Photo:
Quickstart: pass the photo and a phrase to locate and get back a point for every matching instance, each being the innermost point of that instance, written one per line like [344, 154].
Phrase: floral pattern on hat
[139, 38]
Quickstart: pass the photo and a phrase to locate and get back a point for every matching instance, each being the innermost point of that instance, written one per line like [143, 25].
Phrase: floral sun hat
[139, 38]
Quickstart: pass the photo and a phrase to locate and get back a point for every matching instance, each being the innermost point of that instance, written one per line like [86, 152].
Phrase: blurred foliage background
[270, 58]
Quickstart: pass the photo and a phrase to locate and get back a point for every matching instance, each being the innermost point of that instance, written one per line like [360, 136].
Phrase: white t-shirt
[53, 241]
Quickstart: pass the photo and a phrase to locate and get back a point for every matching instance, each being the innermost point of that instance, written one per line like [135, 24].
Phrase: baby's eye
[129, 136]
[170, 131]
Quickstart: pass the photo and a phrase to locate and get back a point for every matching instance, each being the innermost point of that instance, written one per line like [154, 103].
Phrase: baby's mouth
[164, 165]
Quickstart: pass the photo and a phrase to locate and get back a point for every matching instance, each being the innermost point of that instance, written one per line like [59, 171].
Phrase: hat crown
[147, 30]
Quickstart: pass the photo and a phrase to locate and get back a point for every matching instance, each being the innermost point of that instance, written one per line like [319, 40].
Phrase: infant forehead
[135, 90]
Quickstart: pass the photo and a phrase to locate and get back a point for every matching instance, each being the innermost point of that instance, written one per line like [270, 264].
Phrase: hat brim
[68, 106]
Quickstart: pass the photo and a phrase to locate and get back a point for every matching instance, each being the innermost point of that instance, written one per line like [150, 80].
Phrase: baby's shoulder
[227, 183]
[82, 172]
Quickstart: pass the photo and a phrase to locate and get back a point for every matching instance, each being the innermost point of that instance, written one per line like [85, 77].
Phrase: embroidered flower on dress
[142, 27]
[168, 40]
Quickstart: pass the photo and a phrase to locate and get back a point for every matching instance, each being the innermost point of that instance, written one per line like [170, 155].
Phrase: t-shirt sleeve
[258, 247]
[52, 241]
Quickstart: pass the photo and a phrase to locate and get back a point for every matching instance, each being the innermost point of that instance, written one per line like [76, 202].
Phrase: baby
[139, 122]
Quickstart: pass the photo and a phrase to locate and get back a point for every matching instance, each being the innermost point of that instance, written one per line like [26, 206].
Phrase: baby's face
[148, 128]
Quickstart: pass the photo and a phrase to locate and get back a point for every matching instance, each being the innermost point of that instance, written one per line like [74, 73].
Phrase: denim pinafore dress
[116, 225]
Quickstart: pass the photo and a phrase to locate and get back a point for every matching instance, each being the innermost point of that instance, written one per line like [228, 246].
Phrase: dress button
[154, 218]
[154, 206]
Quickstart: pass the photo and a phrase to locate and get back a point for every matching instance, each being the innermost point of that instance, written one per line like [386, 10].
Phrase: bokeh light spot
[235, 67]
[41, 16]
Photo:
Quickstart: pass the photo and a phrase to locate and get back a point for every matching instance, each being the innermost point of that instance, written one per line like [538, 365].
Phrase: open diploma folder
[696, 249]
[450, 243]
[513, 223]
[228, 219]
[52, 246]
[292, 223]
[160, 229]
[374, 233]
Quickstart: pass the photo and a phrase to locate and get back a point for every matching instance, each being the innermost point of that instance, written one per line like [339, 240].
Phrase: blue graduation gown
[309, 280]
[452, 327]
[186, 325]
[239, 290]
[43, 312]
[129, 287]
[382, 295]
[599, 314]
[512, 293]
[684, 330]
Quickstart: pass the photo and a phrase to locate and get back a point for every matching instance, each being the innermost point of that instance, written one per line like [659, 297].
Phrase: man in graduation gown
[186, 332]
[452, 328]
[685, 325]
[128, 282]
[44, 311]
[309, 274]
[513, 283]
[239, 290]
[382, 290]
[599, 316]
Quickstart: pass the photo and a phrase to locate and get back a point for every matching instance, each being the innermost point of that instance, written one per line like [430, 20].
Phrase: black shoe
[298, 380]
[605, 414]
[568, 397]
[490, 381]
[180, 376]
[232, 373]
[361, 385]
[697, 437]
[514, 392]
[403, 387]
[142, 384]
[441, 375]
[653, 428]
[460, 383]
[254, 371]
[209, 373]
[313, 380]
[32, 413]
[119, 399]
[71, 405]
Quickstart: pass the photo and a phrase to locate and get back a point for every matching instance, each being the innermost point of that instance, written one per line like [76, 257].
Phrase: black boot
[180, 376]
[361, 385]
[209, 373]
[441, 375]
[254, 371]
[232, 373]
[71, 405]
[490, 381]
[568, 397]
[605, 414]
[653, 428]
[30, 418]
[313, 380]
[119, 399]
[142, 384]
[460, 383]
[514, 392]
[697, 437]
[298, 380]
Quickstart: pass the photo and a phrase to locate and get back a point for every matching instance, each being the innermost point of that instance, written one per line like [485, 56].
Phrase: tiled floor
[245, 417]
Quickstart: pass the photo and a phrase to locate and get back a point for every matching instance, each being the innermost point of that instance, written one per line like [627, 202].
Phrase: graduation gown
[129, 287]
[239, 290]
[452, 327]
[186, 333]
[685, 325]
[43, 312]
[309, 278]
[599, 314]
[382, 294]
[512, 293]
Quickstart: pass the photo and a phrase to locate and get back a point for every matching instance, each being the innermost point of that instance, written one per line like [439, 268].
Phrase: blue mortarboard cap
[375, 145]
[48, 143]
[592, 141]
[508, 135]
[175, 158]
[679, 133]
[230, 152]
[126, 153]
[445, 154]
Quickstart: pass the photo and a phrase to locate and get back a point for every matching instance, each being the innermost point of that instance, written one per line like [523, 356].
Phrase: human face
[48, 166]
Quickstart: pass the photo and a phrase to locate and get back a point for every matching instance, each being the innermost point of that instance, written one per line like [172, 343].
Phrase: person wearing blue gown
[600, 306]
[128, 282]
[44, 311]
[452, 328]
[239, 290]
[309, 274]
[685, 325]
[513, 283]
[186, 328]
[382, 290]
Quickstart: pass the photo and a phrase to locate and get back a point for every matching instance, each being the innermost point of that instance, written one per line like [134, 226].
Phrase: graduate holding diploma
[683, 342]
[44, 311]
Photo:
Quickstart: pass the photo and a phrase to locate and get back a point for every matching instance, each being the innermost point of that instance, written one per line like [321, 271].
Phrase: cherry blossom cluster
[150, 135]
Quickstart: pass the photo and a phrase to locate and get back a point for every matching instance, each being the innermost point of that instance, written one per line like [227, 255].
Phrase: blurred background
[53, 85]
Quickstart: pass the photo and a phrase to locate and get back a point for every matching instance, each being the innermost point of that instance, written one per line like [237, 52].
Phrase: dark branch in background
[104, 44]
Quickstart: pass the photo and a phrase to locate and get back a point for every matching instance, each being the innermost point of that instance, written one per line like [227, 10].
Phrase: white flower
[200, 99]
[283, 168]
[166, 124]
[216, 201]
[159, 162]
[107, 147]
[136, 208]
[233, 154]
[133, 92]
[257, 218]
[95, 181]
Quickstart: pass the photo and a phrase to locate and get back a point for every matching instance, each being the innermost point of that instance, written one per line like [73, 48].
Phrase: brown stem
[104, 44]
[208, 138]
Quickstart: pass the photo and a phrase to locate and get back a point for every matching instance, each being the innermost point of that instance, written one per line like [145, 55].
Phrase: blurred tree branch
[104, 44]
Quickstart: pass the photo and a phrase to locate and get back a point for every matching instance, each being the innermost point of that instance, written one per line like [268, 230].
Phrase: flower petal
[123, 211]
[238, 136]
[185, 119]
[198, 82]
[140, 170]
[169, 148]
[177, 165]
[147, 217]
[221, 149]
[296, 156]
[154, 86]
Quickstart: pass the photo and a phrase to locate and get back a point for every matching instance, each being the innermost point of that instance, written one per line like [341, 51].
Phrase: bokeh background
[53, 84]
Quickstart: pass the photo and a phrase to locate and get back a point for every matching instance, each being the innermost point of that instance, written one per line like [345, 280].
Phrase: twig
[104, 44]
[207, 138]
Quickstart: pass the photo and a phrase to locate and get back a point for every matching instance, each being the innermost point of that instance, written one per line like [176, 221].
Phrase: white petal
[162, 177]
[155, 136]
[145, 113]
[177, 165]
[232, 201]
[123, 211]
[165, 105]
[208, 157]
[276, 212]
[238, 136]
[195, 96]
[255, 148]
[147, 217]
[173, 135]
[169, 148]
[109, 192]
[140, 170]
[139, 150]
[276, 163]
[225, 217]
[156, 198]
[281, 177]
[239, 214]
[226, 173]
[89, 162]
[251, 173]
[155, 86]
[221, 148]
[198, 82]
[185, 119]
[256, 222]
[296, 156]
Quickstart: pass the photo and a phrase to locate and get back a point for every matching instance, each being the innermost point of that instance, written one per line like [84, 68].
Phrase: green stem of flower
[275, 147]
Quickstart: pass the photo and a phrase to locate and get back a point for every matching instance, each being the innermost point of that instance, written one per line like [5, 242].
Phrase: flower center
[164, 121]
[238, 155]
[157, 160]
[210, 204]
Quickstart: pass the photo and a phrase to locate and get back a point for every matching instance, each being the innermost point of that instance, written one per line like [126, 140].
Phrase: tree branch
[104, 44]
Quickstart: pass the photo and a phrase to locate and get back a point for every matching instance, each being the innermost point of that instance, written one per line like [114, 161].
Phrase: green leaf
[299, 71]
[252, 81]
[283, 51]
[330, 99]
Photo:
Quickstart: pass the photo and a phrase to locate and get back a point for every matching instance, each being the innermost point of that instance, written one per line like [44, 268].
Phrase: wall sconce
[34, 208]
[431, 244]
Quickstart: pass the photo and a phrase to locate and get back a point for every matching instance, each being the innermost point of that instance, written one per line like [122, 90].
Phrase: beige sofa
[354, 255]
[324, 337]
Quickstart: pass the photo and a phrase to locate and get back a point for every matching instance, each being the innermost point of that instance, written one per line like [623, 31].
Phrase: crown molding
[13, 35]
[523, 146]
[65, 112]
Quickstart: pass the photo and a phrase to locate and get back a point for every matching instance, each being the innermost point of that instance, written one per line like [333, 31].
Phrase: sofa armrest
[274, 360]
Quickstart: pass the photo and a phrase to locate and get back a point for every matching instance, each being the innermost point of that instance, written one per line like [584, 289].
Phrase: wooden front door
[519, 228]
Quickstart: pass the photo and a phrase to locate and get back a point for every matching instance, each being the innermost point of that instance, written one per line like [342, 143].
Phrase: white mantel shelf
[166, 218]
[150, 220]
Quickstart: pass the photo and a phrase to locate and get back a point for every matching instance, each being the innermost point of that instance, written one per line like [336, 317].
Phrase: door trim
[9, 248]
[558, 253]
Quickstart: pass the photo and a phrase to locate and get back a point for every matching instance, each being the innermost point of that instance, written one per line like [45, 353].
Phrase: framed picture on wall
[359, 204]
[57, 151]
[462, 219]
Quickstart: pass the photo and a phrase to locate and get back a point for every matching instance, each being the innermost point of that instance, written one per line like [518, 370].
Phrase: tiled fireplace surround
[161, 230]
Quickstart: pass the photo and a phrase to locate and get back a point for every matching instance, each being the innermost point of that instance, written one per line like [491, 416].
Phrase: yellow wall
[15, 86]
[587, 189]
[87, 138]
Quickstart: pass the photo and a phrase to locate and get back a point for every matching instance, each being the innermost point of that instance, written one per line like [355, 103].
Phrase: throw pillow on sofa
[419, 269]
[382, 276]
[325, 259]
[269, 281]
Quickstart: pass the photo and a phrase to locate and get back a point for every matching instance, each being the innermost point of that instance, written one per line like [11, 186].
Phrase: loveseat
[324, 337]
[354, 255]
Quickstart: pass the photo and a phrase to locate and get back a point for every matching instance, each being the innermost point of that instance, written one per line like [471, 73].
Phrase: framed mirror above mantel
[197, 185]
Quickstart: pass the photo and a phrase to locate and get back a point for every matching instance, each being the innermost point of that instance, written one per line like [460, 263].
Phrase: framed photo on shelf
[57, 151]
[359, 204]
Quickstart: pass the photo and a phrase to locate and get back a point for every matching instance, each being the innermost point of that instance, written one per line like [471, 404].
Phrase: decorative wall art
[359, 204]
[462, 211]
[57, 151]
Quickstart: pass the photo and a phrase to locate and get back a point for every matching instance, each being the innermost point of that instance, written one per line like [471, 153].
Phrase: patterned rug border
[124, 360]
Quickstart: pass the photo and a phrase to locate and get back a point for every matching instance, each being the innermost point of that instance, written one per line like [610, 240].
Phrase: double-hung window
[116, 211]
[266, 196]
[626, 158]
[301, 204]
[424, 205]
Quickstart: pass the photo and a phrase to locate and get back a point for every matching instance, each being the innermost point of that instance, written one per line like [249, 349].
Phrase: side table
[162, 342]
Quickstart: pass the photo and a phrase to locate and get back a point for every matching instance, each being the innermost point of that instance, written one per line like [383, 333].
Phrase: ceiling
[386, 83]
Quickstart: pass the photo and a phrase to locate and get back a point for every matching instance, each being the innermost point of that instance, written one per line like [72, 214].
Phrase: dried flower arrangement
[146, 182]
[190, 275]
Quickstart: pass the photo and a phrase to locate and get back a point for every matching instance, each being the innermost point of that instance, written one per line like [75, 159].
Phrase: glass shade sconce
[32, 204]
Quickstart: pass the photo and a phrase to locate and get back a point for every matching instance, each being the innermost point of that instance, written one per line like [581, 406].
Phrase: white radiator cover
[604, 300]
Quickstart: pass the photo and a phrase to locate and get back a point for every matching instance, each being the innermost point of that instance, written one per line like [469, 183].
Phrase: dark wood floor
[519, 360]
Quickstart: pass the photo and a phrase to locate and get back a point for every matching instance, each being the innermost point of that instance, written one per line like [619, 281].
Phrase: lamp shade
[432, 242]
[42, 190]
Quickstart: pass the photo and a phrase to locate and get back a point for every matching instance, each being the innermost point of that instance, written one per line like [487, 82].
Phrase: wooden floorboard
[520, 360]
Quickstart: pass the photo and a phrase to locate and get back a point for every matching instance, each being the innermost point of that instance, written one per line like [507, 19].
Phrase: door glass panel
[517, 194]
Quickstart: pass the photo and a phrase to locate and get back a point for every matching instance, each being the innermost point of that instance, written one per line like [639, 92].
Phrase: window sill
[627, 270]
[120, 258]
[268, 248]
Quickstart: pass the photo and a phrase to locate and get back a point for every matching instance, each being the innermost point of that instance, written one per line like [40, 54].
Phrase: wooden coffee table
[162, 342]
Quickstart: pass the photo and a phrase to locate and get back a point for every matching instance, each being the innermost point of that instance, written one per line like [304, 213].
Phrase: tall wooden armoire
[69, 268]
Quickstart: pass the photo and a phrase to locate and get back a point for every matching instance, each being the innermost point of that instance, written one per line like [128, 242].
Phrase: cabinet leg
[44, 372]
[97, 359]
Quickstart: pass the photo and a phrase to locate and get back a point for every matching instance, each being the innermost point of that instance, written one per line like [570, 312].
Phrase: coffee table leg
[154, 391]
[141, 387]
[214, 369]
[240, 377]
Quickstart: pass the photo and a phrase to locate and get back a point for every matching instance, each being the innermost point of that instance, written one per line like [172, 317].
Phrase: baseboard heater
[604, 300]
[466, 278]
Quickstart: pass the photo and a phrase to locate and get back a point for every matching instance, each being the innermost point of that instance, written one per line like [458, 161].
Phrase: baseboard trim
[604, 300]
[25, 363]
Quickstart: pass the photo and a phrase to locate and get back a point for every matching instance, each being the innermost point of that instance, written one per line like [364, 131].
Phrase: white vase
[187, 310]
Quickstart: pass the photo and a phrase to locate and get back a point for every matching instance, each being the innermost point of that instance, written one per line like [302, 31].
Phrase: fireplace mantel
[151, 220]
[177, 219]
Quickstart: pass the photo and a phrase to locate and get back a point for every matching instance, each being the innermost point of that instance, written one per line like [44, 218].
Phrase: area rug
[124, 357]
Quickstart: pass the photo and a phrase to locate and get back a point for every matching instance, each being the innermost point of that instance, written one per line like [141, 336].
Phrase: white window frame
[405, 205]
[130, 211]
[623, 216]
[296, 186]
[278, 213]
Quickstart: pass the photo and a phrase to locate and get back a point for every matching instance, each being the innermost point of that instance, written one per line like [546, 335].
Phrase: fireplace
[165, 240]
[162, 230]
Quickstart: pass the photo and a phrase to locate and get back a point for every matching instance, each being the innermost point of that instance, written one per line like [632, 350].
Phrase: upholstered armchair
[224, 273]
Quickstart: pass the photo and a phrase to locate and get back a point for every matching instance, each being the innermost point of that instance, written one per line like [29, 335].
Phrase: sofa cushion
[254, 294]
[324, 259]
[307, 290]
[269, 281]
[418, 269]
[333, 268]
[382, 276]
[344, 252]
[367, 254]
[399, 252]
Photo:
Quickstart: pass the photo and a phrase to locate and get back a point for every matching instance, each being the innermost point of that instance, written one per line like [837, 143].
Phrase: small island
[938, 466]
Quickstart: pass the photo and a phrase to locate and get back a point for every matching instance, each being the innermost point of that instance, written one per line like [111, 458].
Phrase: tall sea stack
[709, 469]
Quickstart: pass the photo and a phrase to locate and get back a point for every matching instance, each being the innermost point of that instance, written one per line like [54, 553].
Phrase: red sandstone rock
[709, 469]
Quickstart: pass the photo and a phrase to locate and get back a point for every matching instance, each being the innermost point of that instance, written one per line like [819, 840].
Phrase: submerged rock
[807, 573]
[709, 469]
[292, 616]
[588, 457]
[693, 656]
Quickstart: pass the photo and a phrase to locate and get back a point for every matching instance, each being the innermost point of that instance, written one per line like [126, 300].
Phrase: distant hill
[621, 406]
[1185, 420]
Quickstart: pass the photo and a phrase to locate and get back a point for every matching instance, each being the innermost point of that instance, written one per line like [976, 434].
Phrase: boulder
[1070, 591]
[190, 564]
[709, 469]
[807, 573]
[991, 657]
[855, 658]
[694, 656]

• _WHAT TO WORK ON_
Every line from the top of the material above through the line holding "like [135, 24]." should be reproduced word for word, and nothing beyond it.

• _TASK RESPONSE_
Photo:
Quickstart: pass the photo and a phrase to locate and get back a point for every matching instance, each being the innermost point of that instance, written one per line like [344, 154].
Phrase: floral pattern on hat
[139, 38]
Quickstart: pass the photo and a phrase to locate and get back a point for every matching instance, each being the innermost point of that instance, written one per line like [143, 25].
Phrase: floral sun hat
[139, 38]
Quickstart: pass the photo and a phrase to locate and get back a point for every matching instance, each being the innermost point of that instance, written one per line like [86, 152].
Phrase: blurred foliage background
[270, 58]
Quickstart: pass the photo and a phrase to locate and get back a point for every matching instance, each being the innermost point of that instance, written one per line like [360, 136].
Phrase: white t-shirt
[53, 241]
Quickstart: pass the photo and a phrase to locate and get back a point for every matching instance, each being the innermost point of that instance, written one per line like [135, 24].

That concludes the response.